Statistical Methods for Health System-Based Cluster Trials: Experimenting in a Finite Sample

MICHAEL HARHAY – UNIVERSITY OF PENNSYLVANIA, SCHOOL OF MEDICINE

ABSTRACT

Pragmatic and cluster trials in health systems must navigate logistic pressures that don’t generally allow the ideal trial to be designed. In this talk, I will review recent work on estimands, leveraging baseline covariates to maximize statistical power, missing data methods for health system cluster trials, and, if time allows, some work related to compliance that is ongoing with our research team. By the end of the presentation, the audience will understand: 1) Estimands relevant to cluster trials, i.e., cluster versus participant average treatment effects, and issues with informative cluster size. 2) Benefits and optimal strategies for incorporating baseline covariate adjustment in cluster trials. 3) Advantages and disadvantages of different approaches to imputing multilevel missing data in cluster trials

Biography:

Michael Harhay, Ph.D., is an Assistant Professor of Epidemiology and Medicine (Pulmonary and Critical Care), and the Director of the NIH- and PCORI-funded Clinical Trials Methods and Outcomes Lab at the PAIR (Palliative and Advanced Illness Research) Center at the University of Pennsylvania Perelman School of Medicine. The primary focus of his current research is the development and application of causal inference and Bayesian statistical methods to improve pragmatic and cluster-randomized trials, particularly those embedded in health systems and for patients with critical and severe illnesses.

- DATA SECTION -

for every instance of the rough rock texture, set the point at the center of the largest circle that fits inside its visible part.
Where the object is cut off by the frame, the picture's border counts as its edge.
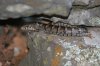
(52, 50)
(89, 17)
(76, 11)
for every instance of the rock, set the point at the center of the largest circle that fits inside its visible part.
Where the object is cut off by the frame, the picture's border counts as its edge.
(81, 2)
(79, 17)
(89, 17)
(94, 3)
(16, 8)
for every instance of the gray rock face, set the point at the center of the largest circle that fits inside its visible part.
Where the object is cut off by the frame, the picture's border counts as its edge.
(81, 2)
(17, 8)
(78, 11)
(89, 17)
(94, 3)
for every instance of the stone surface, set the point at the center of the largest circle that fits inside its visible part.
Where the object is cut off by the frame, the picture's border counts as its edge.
(52, 50)
(18, 8)
(89, 17)
(81, 2)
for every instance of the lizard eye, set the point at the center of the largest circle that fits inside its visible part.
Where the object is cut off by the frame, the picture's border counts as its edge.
(5, 44)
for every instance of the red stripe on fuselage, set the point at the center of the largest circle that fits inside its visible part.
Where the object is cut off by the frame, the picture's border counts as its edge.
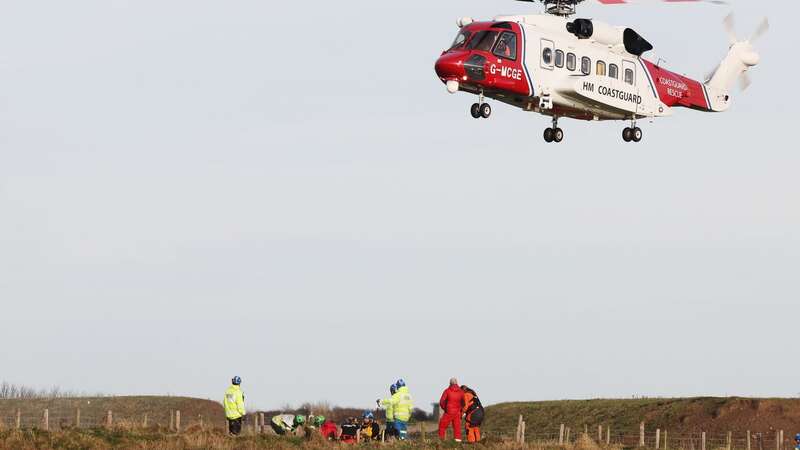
(677, 90)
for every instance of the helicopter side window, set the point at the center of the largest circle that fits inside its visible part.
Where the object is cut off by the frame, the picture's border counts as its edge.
(507, 46)
(559, 58)
(613, 71)
(629, 76)
(483, 40)
(547, 56)
(571, 61)
(460, 40)
(600, 70)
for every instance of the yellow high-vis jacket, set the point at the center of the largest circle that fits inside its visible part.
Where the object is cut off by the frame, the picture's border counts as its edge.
(389, 406)
(233, 402)
(404, 404)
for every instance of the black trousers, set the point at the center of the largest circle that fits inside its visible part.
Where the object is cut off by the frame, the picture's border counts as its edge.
(235, 426)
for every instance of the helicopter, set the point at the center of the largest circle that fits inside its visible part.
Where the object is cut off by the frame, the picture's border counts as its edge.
(584, 69)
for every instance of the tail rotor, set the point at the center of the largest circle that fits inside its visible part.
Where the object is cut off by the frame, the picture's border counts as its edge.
(741, 57)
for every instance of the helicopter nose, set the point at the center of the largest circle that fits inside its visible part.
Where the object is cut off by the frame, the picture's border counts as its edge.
(450, 67)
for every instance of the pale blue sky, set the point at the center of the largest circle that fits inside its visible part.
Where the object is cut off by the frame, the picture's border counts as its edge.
(191, 190)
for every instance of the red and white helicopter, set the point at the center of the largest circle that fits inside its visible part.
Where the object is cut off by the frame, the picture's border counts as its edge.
(582, 69)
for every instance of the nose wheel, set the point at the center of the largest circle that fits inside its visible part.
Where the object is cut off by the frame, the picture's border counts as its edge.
(553, 134)
(481, 111)
(632, 133)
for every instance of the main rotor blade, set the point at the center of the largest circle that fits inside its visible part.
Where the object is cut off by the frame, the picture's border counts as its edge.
(763, 27)
(617, 2)
(728, 25)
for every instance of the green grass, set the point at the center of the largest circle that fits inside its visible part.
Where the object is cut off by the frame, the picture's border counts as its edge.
(685, 415)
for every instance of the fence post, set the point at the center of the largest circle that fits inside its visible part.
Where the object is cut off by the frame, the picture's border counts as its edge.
(641, 435)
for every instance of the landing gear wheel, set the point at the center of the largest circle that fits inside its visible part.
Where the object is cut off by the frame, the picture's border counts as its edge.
(549, 135)
(627, 134)
(558, 135)
(485, 110)
(637, 134)
(475, 110)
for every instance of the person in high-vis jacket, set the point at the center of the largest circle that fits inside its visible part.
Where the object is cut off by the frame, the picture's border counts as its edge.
(387, 404)
(234, 406)
(403, 406)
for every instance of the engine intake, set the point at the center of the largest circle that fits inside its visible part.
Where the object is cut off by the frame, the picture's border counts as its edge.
(581, 28)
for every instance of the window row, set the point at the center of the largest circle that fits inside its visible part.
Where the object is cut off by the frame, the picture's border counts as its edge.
(570, 61)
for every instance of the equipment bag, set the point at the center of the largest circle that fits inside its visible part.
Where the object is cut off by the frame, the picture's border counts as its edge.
(475, 413)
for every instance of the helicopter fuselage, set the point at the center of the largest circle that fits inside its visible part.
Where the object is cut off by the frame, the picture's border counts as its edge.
(535, 63)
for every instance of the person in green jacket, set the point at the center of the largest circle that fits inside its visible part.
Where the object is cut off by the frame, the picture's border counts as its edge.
(403, 406)
(234, 406)
(387, 404)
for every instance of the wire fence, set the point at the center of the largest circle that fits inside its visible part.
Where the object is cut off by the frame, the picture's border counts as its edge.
(58, 419)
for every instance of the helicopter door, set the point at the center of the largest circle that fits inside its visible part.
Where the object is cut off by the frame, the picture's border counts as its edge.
(547, 54)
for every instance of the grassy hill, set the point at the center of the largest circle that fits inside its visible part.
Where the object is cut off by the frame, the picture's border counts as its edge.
(714, 415)
(93, 410)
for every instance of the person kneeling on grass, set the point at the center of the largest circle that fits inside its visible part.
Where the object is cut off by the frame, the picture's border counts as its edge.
(349, 431)
(328, 429)
(369, 428)
(284, 424)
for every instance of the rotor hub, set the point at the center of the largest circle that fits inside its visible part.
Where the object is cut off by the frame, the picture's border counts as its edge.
(562, 8)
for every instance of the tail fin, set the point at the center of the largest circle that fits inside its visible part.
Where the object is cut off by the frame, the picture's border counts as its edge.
(740, 58)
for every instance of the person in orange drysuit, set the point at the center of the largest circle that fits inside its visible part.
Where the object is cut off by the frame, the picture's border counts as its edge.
(473, 414)
(452, 402)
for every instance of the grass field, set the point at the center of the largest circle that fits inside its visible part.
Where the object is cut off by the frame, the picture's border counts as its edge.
(710, 414)
(195, 438)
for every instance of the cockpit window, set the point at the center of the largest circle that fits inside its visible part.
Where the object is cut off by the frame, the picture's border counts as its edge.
(461, 39)
(483, 40)
(507, 46)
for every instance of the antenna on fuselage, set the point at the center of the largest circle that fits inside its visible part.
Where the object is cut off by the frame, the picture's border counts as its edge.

- DIRECTIONS FOR THIS TASK -
Render this sentence from the seminar abstract in Spanish: "Pragmatic and cluster trials in health systems must navigate logistic pressures that don’t generally allow the ideal trial to be designed." The material has no connection to the seminar abstract.

- RESPONSE FOR THIS EXERCISE -
Los ensayos pragmáticos y por conglomerados en los sistemas de salud deben sortear presiones logísticas que, por lo general, no permiten diseñar el ensayo ideal.